### Challenge
Transcribe the listing below word for word.

### Record set
↓

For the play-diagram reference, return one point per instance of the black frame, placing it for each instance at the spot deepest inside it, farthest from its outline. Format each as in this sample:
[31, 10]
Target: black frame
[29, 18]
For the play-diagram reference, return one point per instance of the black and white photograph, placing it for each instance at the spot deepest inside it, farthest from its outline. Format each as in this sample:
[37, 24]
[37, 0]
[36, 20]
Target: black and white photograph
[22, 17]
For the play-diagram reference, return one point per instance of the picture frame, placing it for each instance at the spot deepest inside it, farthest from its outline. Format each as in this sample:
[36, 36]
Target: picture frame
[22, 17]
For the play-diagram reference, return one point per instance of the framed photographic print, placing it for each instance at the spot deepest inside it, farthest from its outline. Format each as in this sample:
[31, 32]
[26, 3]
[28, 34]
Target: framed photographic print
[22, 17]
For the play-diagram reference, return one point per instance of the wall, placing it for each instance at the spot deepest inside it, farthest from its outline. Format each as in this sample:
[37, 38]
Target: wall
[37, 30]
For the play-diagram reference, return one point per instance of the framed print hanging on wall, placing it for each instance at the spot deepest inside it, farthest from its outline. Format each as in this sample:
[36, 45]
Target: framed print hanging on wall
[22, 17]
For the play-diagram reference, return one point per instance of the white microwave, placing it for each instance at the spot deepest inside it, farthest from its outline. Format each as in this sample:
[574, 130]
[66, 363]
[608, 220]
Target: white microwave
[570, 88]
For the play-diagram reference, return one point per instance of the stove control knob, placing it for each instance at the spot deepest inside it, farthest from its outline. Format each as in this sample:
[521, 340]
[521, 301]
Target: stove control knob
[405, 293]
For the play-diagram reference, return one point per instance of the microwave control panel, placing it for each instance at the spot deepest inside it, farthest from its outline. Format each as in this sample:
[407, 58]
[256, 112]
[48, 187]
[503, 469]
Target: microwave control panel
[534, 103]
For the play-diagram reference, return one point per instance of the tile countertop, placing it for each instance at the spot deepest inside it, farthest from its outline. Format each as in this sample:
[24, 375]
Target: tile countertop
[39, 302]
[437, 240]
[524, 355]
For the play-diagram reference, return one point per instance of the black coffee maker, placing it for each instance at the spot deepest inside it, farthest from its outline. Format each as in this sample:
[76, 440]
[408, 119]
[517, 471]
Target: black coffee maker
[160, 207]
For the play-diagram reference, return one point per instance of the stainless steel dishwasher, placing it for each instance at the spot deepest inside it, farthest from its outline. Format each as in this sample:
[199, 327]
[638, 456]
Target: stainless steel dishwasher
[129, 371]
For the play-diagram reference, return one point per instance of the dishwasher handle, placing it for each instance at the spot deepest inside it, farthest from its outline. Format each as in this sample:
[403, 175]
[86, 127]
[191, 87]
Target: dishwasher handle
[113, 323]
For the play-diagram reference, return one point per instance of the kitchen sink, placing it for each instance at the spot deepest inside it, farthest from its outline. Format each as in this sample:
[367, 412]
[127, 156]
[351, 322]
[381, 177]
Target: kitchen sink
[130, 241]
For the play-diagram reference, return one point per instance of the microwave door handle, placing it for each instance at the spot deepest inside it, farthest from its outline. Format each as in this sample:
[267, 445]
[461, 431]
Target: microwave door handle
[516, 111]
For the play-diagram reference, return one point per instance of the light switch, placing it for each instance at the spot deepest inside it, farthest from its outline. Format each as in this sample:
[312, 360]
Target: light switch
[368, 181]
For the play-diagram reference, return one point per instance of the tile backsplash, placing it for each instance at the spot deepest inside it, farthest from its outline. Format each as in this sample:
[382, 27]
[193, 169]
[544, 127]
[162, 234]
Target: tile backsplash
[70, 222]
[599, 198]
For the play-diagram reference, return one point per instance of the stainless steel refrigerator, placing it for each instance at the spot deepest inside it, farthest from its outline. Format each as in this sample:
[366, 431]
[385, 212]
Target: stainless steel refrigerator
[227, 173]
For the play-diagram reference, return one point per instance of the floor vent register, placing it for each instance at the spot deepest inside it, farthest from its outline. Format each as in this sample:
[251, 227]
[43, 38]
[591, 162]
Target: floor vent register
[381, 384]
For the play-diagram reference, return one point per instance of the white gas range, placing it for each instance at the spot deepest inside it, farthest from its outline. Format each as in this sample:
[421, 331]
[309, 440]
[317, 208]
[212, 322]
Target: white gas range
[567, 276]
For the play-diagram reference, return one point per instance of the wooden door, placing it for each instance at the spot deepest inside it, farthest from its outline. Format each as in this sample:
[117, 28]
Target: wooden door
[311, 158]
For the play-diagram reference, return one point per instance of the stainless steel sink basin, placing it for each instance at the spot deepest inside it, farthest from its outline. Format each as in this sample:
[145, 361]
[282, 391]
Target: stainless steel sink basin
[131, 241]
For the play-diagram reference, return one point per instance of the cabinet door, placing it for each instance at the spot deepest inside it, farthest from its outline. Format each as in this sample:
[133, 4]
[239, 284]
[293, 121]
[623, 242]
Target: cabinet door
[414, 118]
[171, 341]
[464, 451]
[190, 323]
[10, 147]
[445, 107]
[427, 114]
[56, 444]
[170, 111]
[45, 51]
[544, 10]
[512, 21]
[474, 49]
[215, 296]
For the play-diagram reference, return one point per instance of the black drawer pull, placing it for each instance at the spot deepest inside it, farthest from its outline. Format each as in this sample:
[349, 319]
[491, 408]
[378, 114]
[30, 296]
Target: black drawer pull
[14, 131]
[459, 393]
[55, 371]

↑

### Solution below
For the play-diagram reference, return one point per instance of the black frame, placing it for each instance at the spot deepest inside it, farthest from its outline. Format each as in this sample:
[31, 10]
Target: black frame
[29, 18]
For the play-diagram reference, return one point per instance of the black and white photograph, placing it for each instance at the spot deepest inside it, farthest from its outline. Format each as in this sample:
[37, 24]
[37, 0]
[36, 20]
Target: black and white photograph
[22, 17]
For the play-diagram reference, return one point per instance of the picture frame, placing it for each instance at the spot deepest inside it, farthest from its outline. Format each as in this sample:
[36, 36]
Target: picture frame
[22, 17]
For the play-diagram reference, return one point per instance of the framed photographic print, placing it for each instance at the spot deepest inside it, farthest from its outline. Format each as in this sample:
[31, 32]
[26, 3]
[28, 34]
Target: framed photographic print
[22, 17]
For the play-diagram reference, return one point per instance of the wall, placing it for each instance at the spot deepest inside it, farthest from its outline. Format each as in this sample:
[37, 38]
Target: wall
[37, 30]
For the play-diagram reference, return one point per instance of the framed print hanging on wall, placing it for each instance at the spot deepest inside it, farthest from its outline. Format each as in this sample:
[36, 45]
Target: framed print hanging on wall
[22, 17]
For the play-diagram reference, return one point per instance of the white microwave, placing it for each instance at the spot deepest inside it, farthest from its outline. Format each as in this sample:
[574, 130]
[66, 363]
[608, 220]
Target: white microwave
[570, 88]
For the play-diagram reference, return one point per instance of the stove control knob, placing it for each instance at the spot deepest inside it, farthest from its outline. Format each as in this sample:
[521, 340]
[521, 301]
Target: stove control knob
[405, 293]
For the play-diagram reference, return one point per instance of the microwave control panel, placing it for each instance at the spot deepest inside it, farthest from its outline. Format each as in this sample:
[407, 58]
[256, 112]
[48, 187]
[503, 469]
Target: microwave control panel
[534, 103]
For the play-diagram reference, return one point per instance of the tile countertop, placing it for each instance at the spot deepest inside it, farthest from its outline. Format each as in this sample:
[24, 375]
Target: tile countertop
[39, 302]
[437, 240]
[524, 355]
For the play-diagram reference, return one point per instance of the black coffee maker, placing it for each instance at the spot deepest inside it, farthest from its outline. Format each as in this sample:
[76, 440]
[408, 119]
[517, 471]
Target: black coffee maker
[160, 207]
For the play-diagram reference, return one point per instance of the stainless steel dishwasher, placing it for each instance at the spot deepest inside it, farthest from its outline. Format each as in this sample:
[199, 327]
[638, 456]
Target: stainless steel dishwasher
[129, 371]
For the play-diagram reference, return one point per instance of the dishwasher handle, placing it for each instance at the spot deepest inside it, farthest from its outline. Format each as in this sample:
[403, 175]
[86, 127]
[191, 87]
Target: dishwasher handle
[113, 323]
For the play-diagram reference, return one point per instance of the kitchen sink, placing it for each instance at the spot deepest inside it, farthest from its outline. Format each as in this sample:
[367, 412]
[127, 156]
[351, 322]
[381, 177]
Target: kitchen sink
[130, 241]
For the play-diagram reference, return one point per instance of the microwave door handle, placing it for each instance at the spot deepest inside it, farthest from its outline. Format each as in this sample:
[267, 445]
[461, 431]
Target: microwave door handle
[516, 111]
For the play-diagram reference, return one point per instance of the light switch, placing it for each instance at the spot deepest inside it, farthest from its outline. Format each as in this sample:
[312, 360]
Target: light switch
[368, 181]
For the play-diagram reference, return one point per instance of the tile backsplash, placing it for each instance at the spot deepest inside it, farthest from its outline. Format each as in this sample:
[382, 27]
[193, 169]
[544, 127]
[162, 234]
Target: tile backsplash
[70, 222]
[599, 198]
For the play-diagram reference, return one point per instance of the stainless steel refrigerator, placing it for each instance at the spot deepest inside it, farthest from its outline. Format each as in this sample:
[366, 431]
[385, 212]
Target: stainless steel refrigerator
[227, 173]
For the play-diagram reference, return one point per instance of the floor vent register, placing it for each instance at the spot deepest inside it, farthest from its outline. Format each as in this sample:
[251, 227]
[43, 38]
[591, 162]
Target: floor vent register
[381, 384]
For the play-diagram reference, return one point per instance of the white gas range, placing it for each instance at the spot deepest inside it, farthest from its outline. Format each as in this sample:
[421, 331]
[309, 440]
[317, 208]
[212, 322]
Target: white gas range
[567, 276]
For the play-diagram reference, return one point per instance of the wooden door, placing it for each instance at the spot deepest inside it, farthest from its outline. Format each as in this sample:
[117, 28]
Target: wooden door
[311, 158]
For the play-diagram reference, return one point per instance of the stainless steel sink basin, placing it for each instance at the spot deepest inside it, farthest from its outline. Format each as in this sample:
[145, 361]
[282, 391]
Target: stainless steel sink basin
[131, 241]
For the play-diagram reference, return one point per instance of the cabinet door, placing it for each instance at the spot deepest inside it, farthest from its outline. Format each as in this sample:
[133, 4]
[239, 284]
[293, 121]
[623, 242]
Target: cabinet door
[414, 118]
[171, 341]
[464, 451]
[190, 323]
[10, 147]
[445, 107]
[427, 114]
[56, 444]
[170, 111]
[45, 51]
[544, 10]
[512, 21]
[474, 49]
[215, 296]
For the play-diagram reference, return one point per instance of the black drawer pull, placing it for each instance at the spot deepest inside it, farthest from its outline. Format each as in this sample:
[349, 319]
[491, 408]
[378, 114]
[30, 296]
Target: black drawer pull
[14, 131]
[459, 393]
[55, 371]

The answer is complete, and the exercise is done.